[Excerpts of pointing data]

□ □ □

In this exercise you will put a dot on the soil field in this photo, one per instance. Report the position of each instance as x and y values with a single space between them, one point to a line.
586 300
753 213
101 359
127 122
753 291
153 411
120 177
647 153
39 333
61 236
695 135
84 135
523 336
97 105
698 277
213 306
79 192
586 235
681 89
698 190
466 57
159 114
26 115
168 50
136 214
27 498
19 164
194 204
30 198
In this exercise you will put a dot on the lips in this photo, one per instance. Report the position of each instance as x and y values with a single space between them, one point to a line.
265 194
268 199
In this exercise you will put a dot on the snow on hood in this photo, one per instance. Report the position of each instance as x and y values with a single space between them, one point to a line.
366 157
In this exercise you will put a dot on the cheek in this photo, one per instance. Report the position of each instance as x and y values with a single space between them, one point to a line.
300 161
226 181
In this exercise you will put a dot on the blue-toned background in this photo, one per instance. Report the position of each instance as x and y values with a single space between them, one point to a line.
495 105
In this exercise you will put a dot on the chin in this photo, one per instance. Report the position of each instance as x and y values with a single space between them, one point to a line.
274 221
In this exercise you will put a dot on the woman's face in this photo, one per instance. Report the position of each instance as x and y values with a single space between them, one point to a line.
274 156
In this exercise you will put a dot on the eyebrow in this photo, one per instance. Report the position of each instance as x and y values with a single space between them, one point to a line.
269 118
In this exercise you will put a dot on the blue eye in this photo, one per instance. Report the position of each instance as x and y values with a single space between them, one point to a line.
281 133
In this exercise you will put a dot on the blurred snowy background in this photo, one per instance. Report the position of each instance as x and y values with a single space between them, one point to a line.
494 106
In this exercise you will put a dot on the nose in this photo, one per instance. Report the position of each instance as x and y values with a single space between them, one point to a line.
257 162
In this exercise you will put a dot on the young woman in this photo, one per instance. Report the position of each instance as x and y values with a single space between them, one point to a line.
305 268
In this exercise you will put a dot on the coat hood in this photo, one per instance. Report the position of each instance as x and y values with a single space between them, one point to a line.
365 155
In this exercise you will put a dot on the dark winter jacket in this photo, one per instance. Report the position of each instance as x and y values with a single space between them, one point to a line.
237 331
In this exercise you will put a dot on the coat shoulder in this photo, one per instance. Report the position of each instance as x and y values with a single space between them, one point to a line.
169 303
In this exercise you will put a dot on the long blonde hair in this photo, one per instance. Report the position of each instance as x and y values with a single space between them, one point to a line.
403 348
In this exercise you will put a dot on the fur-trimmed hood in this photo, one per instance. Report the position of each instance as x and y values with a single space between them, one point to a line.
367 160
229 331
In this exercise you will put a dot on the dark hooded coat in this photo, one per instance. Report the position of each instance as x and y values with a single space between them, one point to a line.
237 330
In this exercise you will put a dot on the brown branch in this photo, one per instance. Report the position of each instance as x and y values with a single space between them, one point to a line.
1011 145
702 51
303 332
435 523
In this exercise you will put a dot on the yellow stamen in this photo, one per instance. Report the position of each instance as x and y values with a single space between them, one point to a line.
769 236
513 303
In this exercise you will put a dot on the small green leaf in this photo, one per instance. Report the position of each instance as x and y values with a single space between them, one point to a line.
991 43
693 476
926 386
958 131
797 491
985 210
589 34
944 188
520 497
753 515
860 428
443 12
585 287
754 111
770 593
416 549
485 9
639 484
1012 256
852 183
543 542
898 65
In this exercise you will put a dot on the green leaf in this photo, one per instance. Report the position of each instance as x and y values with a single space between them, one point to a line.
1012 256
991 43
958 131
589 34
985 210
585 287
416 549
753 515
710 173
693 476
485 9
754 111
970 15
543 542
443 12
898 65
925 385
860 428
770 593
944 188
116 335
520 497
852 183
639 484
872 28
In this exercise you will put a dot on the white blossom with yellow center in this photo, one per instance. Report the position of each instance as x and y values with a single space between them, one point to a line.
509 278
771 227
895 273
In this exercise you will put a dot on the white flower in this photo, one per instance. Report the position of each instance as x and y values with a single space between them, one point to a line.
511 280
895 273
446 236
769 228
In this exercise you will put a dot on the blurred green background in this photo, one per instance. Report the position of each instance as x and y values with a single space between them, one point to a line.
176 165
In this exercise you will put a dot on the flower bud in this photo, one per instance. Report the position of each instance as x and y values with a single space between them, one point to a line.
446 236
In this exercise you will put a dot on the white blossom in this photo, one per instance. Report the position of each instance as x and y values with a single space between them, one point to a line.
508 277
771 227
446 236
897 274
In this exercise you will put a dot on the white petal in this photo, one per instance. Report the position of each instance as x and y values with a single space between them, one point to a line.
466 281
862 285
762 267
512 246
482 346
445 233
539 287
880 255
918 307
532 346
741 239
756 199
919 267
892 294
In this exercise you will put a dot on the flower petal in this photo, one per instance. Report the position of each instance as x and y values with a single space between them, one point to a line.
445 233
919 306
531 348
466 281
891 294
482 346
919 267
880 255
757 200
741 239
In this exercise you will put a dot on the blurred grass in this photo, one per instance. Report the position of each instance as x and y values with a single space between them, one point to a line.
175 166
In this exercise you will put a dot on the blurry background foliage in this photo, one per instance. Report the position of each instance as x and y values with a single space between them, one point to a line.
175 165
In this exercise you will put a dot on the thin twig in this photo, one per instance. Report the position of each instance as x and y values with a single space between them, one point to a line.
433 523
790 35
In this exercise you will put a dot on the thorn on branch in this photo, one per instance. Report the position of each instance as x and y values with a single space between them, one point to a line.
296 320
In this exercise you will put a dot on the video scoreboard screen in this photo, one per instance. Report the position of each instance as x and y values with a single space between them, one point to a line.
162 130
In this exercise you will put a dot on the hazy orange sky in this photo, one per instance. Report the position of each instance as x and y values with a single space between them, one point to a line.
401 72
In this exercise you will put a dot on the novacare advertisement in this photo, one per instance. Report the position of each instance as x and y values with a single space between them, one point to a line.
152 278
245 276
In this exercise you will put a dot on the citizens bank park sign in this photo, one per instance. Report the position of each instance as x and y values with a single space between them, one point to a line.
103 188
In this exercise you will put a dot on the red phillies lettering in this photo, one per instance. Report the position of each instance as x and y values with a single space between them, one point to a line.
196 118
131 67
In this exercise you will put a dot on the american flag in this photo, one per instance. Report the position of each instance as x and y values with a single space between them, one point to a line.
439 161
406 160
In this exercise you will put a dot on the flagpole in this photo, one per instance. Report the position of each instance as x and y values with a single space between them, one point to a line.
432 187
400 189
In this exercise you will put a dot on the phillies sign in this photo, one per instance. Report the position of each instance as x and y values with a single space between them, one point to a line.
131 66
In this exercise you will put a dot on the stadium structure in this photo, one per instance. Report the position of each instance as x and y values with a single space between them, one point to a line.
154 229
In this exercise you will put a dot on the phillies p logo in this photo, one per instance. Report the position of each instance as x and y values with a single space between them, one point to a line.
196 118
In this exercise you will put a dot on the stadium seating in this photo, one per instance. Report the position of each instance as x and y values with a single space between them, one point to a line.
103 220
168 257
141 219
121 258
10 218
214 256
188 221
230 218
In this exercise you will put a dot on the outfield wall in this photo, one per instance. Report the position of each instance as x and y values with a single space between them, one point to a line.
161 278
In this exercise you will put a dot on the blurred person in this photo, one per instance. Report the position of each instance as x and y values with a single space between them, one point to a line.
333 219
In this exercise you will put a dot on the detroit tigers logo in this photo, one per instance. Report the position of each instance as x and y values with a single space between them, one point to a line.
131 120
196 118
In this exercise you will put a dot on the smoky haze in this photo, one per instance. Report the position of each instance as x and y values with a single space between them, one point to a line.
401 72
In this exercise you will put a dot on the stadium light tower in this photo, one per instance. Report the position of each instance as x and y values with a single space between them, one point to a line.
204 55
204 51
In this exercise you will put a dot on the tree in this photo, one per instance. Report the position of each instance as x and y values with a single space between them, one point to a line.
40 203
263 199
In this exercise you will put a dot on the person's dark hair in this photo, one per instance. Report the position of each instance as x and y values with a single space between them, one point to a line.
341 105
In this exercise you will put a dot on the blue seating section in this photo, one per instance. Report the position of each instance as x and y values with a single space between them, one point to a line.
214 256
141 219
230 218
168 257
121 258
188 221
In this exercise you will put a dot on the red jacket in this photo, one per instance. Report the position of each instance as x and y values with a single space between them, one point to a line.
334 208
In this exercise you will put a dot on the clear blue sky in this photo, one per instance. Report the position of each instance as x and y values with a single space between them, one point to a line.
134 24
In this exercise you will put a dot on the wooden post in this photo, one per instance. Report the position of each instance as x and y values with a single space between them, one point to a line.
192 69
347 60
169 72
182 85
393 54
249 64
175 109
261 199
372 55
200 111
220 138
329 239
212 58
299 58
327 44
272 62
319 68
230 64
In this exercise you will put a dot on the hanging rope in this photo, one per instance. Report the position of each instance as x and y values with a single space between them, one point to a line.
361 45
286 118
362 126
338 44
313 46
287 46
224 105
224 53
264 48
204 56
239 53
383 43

□ □ □

## REQUIRED TASK
Please update the lines that start with the line containing "the blue seating" and run through the end of the lines. In them, replace "wooden post" with "wooden pole" and keep everything else the same.

## IN RESPONSE
In this exercise you will put a dot on the blue seating section in this photo, one per instance. Report the position of each instance as x and y values with a single space between them, one point to a line.
214 256
141 219
230 218
168 257
121 258
188 221
In this exercise you will put a dot on the red jacket in this photo, one per instance. Report the position of each instance as x and y values with a single space between them, one point to a line.
334 208
In this exercise you will put a dot on the clear blue sky in this photo, one per instance. Report the position of each instance as x and y values with a single space between them, one point to a line.
134 24
In this exercise you will put a dot on the wooden pole in this photo, one per instance. Report the position of each instance as x and y values with a single space between them, one point to a line.
192 69
347 60
169 72
182 85
393 54
249 64
175 109
261 199
372 55
200 111
220 138
329 239
212 58
299 58
327 44
272 62
319 68
230 64
In this exercise you will put a dot on the hanging rope in this photo, one per instance. Report the position of each instance as x and y values with a single space between them, one point to a line.
361 45
286 118
362 126
338 44
313 46
287 46
224 105
224 53
264 48
204 56
239 53
383 43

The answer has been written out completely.